**Aufgabe**
Entnimm dem Textauszug über den Frauentag die Stelle von „In dieser Hinsicht“ bis einschließlich „Bundesrat und Bundestag.“ und gib sie wortgetreu wieder.

Vor über hundert Jahren feierten sozialistische Frauenbewegungen in mehreren europäischen Staaten den ersten Frauentag – damals noch am 19. März. Ihr Ziel war die Einführung des Wahlrechts für Frauen. Seit 1921 wird der Tag am 8. März begangen, 54 Jahre später erhoben die Vereinten Nationen ihn zum „Tag für die Rechte der Frau und den Weltfrieden“. Den Internationalen Frauentag 2020 wollen wir zum Anlass nehmen, die Vorbildrolle des Staates bei der Gleichstellung von Frauen unter die Lupe zu nehmen.

In dieser Hinsicht aufschlussreich sind jüngst veröffentliche Zahlen des Statistischen Bundesamtes (Destatis). Der Gleichstellungsindex 2019 liefert einen Einblick in die Gleichstellung von Frauen und Männern in den 23 obersten Bundesbehörden. Dazu zählen das Bundespräsidial- und das Bundeskanzleramt, die Bundesministerien, die höchsten Gerichte sowie die Verwaltungen von Bundesrat und Bundestag.

**Ausgewählte Einträge**
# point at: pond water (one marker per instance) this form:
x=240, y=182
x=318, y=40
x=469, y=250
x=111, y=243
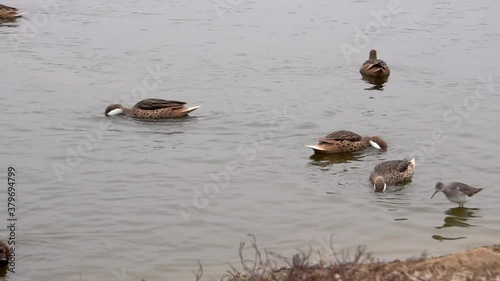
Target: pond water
x=119, y=199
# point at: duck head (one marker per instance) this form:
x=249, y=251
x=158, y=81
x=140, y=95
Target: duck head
x=4, y=255
x=439, y=187
x=114, y=109
x=379, y=184
x=378, y=142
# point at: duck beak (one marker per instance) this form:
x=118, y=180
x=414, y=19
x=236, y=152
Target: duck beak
x=374, y=144
x=115, y=112
x=437, y=190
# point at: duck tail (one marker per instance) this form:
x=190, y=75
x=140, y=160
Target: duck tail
x=189, y=109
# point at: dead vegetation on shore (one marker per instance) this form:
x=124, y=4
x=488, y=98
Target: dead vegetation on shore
x=477, y=264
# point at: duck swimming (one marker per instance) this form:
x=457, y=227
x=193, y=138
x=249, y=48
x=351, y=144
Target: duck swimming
x=374, y=69
x=392, y=172
x=151, y=109
x=346, y=141
x=4, y=258
x=9, y=13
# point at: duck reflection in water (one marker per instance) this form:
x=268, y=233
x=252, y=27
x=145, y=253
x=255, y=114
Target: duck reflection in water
x=458, y=217
x=378, y=83
x=325, y=160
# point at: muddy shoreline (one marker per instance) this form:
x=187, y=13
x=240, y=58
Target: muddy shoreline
x=482, y=263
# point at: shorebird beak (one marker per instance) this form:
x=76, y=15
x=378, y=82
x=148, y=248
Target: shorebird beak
x=437, y=190
x=374, y=144
x=115, y=112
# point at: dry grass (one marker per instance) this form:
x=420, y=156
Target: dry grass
x=477, y=264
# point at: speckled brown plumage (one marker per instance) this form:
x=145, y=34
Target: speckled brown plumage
x=152, y=109
x=345, y=141
x=4, y=257
x=392, y=172
x=456, y=192
x=9, y=13
x=374, y=68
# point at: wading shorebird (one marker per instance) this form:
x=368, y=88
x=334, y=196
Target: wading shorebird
x=151, y=109
x=346, y=141
x=456, y=192
x=9, y=13
x=392, y=172
x=375, y=68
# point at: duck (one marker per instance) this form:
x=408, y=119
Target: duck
x=151, y=109
x=346, y=141
x=9, y=13
x=456, y=192
x=391, y=172
x=374, y=69
x=4, y=258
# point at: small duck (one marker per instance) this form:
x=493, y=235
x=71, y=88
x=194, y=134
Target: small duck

**Lösung**
In dieser Hinsicht aufschlussreich sind jüngst veröffentliche Zahlen des Statistischen Bundesamtes (Destatis). Der Gleichstellungsindex 2019 liefert einen Einblick in die Gleichstellung von Frauen und Männern in den 23 obersten Bundesbehörden. Dazu zählen das Bundespräsidial- und das Bundeskanzleramt, die Bundesministerien, die höchsten Gerichte sowie die Verwaltungen von Bundesrat und Bundestag.